I filled my first Alpha sketchbook in November and although I had intended to not start another, I found myself missing the familiarity of it. I was playing with making orange and sketching my hand. I used Buff Titanium and Potter’s Pink  on the hand which looks terribly lifeless.

                                              ORANGE PEELS

Orange peels Alpha 5x9 S&B From Jan 2018Stillman and Birns  Alpha 6×9

The orange peels and the orange in the first sketch were mixed from Daniel Smith Transparent Pyrrol Orange and New Gamboge.

 

                                                      CLEMENTINE

Clementine orange Hahnemuhle watercolour bookHahnemuhle Watercolour Book, Daniel Smith watercolour

I had the Hahnemuhle a few weeks before I started using it. It felt too good to use at my level of skill. Finally I dove in. I’m discovering that I treat my sketches differently using the Hahnemuhle and I’m loving that I can layer in it.

                                            THE POTTERY SHED

The Pottery shed Hahnemuhle watercolour bookHahnemuhle Watercolour Book, Daniel Smith watercolour

There is so much to learn about painting snow, and I suppose the good news is, I have the rest of the winter to practice!

 

                        

 

 

November and December 2017 sketches

                                                         LEAF TEMPEST

Leaf Tempest on Hwy 27 (used masking fluid on leaves) Alpha S&BStillman and Birn Alpha, Daniel Smith watercolours

Driving home from town on a blustery November day I was delighted by the golden leaves dancing and swirling through the air in this leaf tempest. I wondered how I could sketch this scene so that the leaves could be painted free of any background wash and I knew I wouldn’t be able to skillfully  paint around them. I needed to protect the white paper within the leave shapes I had sketched out.

This meant using masking fluid, but would it rip up the paper in my Alpha skethcbook? I decided to jump in and give it a go, masking the leaves, the white lines in the road, the fence posts and the rocks at the base of the tree.

                              STRANGE SKY ON THE 10th LINE

Strange sky on the 10th Line Moleskine watercolour bookMoleskine Watercolour Journal, Daniel Smith watercolours

Driving the side roads around my town provides opportunity for great views of expansive skies. My goal was to work loosely and to use colour well.

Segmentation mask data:

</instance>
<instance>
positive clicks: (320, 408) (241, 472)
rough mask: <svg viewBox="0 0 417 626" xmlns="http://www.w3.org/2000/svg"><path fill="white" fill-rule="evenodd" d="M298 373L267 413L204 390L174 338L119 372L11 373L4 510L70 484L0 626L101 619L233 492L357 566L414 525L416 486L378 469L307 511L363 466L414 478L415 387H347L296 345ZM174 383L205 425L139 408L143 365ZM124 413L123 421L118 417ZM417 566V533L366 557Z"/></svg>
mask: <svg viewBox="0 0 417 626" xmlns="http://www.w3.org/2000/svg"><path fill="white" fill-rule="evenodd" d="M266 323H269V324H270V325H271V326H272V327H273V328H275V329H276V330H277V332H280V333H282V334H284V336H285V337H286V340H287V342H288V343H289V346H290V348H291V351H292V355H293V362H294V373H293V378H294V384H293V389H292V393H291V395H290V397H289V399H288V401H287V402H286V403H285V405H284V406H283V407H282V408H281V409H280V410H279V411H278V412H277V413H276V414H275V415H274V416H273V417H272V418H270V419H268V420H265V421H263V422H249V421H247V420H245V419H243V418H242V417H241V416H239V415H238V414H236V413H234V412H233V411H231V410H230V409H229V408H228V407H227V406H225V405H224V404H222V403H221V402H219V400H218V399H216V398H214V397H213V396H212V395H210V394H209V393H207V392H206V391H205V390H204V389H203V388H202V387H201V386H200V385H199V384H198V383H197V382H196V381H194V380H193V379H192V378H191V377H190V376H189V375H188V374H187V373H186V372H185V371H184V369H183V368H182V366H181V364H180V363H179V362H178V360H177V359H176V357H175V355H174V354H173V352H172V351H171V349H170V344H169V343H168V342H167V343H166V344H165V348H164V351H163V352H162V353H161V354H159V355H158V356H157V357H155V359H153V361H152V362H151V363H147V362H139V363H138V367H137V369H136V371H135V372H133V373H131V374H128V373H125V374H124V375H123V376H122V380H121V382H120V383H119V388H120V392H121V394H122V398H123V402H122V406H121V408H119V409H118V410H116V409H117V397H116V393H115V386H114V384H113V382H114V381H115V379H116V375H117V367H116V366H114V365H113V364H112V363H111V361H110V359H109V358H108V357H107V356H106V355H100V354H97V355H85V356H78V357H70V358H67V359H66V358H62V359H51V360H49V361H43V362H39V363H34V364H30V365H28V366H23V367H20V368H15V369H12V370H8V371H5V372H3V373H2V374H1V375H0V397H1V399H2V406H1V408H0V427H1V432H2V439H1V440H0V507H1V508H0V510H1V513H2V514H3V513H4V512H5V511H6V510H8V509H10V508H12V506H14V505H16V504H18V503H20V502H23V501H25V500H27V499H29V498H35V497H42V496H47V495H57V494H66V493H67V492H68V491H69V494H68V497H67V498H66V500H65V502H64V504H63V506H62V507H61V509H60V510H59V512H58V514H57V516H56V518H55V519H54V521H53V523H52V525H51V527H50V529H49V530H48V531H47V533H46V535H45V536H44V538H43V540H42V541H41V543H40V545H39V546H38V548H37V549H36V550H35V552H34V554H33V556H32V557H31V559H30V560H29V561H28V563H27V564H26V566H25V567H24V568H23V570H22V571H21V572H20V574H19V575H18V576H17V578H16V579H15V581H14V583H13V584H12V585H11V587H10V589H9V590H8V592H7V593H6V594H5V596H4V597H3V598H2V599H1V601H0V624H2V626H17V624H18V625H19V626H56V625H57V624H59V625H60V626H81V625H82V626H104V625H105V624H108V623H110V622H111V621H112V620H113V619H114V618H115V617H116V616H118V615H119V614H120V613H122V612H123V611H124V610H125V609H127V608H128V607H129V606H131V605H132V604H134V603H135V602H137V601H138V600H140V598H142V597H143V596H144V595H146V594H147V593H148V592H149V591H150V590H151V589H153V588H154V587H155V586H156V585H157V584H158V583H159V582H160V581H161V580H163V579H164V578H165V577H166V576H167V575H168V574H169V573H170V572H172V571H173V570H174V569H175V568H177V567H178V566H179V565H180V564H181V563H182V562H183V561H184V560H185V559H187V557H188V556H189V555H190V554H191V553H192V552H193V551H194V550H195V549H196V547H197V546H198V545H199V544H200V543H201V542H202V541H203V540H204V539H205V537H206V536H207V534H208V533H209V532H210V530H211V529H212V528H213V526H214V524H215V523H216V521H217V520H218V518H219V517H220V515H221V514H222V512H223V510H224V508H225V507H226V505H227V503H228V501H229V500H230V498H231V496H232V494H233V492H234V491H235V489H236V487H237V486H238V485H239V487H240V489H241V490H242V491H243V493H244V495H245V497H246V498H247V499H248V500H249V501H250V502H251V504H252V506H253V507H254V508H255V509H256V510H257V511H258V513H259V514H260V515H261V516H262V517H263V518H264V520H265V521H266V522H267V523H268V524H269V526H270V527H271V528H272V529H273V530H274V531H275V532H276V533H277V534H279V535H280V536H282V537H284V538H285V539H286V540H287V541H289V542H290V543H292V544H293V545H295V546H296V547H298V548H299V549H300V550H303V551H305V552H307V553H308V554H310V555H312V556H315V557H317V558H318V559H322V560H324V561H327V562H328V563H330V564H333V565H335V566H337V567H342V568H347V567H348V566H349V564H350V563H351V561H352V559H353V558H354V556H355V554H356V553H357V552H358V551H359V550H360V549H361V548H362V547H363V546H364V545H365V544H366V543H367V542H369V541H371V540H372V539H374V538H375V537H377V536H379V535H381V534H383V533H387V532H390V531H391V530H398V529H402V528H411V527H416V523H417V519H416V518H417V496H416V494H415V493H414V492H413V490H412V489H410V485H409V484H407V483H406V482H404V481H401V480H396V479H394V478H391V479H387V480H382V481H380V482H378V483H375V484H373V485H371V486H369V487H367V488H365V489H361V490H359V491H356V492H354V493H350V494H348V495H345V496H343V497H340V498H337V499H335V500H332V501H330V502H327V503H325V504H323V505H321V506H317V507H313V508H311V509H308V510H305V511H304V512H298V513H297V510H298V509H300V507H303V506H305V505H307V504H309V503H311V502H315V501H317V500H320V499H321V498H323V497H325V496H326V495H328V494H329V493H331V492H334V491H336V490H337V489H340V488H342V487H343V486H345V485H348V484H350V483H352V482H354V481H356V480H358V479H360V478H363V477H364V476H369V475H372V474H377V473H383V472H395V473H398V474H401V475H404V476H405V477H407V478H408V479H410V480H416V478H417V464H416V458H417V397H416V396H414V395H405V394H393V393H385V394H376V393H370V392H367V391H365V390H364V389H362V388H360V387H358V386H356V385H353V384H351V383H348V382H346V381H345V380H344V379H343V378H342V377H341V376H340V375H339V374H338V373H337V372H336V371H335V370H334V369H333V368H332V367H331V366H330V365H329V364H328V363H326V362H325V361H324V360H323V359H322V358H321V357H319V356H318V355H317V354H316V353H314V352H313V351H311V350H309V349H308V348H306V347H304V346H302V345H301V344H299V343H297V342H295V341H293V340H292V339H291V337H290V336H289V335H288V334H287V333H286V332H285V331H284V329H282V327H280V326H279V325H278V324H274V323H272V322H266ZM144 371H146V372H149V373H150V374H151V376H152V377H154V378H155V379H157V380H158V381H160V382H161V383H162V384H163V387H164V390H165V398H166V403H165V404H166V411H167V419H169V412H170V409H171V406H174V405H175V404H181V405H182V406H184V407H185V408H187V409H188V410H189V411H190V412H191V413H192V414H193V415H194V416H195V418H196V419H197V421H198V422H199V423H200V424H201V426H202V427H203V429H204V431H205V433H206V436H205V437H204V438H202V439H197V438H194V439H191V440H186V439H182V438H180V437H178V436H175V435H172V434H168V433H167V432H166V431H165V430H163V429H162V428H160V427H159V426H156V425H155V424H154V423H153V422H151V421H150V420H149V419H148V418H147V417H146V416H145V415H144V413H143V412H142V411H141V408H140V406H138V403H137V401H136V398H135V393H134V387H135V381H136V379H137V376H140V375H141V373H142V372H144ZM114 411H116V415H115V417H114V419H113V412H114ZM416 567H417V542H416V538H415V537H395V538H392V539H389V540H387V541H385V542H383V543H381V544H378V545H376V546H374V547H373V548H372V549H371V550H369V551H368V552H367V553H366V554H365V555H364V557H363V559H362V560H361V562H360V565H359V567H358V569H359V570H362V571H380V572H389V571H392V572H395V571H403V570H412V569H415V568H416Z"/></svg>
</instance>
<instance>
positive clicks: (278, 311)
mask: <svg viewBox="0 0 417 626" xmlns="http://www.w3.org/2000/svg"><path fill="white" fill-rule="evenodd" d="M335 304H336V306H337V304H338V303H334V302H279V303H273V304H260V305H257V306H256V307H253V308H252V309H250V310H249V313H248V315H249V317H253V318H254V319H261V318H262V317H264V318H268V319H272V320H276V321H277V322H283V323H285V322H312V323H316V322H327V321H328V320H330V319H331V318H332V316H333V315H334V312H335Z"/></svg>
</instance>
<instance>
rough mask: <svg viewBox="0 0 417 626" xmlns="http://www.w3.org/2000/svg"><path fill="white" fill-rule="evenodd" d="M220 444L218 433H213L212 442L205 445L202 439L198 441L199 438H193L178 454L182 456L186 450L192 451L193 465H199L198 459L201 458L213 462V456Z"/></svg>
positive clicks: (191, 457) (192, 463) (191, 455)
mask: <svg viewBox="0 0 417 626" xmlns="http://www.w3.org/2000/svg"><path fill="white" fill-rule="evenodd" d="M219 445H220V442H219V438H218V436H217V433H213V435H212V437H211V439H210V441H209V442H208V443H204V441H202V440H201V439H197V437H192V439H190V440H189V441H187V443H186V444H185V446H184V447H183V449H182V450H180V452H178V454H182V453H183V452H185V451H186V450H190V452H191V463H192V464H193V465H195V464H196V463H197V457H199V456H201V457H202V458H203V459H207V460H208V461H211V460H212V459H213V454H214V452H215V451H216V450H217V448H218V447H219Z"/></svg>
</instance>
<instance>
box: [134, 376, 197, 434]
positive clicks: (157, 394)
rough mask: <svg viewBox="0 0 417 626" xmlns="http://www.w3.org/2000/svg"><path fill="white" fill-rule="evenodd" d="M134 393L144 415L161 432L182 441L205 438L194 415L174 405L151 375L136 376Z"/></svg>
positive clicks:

#### [PROMPT]
Retype the section of the watercolor sketchbook post that begins with the words containing "I had the Hahnemuhle" and ends with "layer in it.". Rely only on the text for this work.

#### [RESPONSE BOX]
I had the Hahnemuhle a few weeks before I started using it. It felt too good to use at my level of skill. Finally I dove in. I’m discovering that I treat my sketches differently using the Hahnemuhle and I’m loving that I can layer in it.